Assignment
What is wanted is the line holding "[mark] the oven" and every later line through the end of the entries, set down exactly.

Point-per-instance localization data:
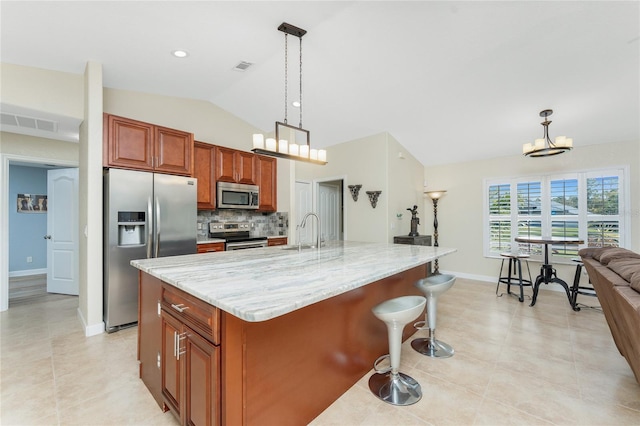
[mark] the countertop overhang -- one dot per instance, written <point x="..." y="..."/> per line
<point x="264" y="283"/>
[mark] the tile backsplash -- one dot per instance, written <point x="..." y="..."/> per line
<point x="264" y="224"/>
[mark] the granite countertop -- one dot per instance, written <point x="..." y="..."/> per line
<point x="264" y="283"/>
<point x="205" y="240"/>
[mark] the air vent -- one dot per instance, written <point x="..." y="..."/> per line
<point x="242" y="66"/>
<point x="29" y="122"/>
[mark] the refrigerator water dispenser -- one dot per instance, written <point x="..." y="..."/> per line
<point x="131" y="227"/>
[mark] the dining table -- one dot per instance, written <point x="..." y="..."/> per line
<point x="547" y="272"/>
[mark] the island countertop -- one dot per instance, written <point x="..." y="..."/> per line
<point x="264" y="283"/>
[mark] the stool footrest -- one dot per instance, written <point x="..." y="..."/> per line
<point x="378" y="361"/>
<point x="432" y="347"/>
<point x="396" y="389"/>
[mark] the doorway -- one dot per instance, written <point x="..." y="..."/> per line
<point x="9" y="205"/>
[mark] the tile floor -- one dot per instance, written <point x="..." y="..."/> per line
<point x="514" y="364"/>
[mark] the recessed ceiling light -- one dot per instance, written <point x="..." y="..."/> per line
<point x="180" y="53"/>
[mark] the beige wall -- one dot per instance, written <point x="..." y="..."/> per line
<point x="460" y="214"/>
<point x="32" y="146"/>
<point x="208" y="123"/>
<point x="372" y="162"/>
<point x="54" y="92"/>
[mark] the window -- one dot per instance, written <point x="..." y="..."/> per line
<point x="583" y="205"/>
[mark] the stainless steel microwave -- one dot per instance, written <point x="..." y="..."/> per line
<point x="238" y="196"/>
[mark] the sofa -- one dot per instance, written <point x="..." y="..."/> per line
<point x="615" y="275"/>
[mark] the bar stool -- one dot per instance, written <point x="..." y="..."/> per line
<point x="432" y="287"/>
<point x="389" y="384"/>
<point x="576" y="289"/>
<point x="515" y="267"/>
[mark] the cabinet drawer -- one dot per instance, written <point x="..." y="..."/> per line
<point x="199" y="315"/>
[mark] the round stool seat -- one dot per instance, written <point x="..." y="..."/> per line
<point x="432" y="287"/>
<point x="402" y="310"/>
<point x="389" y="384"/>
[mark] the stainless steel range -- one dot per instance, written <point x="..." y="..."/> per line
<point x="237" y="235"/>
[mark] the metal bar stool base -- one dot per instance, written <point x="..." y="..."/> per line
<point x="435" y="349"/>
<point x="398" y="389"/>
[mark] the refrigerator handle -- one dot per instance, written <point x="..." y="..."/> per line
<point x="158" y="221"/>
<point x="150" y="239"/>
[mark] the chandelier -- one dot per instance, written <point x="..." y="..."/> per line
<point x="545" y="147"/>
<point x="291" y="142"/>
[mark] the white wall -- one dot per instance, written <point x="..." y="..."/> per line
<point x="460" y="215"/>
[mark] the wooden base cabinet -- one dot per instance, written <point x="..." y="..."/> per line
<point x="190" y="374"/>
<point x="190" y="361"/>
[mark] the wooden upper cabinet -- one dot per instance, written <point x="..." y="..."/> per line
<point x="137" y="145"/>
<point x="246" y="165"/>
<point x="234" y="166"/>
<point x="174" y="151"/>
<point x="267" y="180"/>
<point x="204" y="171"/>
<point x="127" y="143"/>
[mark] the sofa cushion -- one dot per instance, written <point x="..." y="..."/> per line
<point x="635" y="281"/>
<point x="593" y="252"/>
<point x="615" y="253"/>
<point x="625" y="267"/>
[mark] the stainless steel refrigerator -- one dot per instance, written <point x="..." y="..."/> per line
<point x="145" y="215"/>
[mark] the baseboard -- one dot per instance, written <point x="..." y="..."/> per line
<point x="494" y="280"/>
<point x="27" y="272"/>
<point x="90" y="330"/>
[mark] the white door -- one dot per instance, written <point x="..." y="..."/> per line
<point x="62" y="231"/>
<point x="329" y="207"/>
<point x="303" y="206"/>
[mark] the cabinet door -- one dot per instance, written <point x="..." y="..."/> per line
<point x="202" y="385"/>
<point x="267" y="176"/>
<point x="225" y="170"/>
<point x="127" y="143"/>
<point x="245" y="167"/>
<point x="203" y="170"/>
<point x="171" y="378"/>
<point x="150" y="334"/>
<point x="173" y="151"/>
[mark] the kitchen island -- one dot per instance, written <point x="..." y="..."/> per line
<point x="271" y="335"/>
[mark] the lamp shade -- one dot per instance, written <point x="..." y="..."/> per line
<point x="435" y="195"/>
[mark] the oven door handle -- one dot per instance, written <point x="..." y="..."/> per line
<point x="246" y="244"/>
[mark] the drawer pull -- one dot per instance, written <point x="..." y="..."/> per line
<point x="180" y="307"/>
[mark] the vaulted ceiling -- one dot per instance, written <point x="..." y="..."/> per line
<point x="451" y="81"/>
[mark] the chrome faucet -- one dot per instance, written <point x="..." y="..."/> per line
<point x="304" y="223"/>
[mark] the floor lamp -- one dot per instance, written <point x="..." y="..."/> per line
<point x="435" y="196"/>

Response to this exercise
[mark] the oven door handle -- one dot per instance, written <point x="..." y="..."/> per line
<point x="246" y="244"/>
[mark] the drawer pull -- one dot per instance, written <point x="..." y="..."/> per line
<point x="180" y="307"/>
[mark] the vaulted ceiling -- one dot per instance, written <point x="..." y="..."/> per line
<point x="451" y="81"/>
[mark] the chrome faucet -- one dot per instance, written <point x="..." y="..."/> per line
<point x="304" y="223"/>
[mark] the floor lamp -- one dot per instance, written <point x="..." y="..."/> per line
<point x="435" y="196"/>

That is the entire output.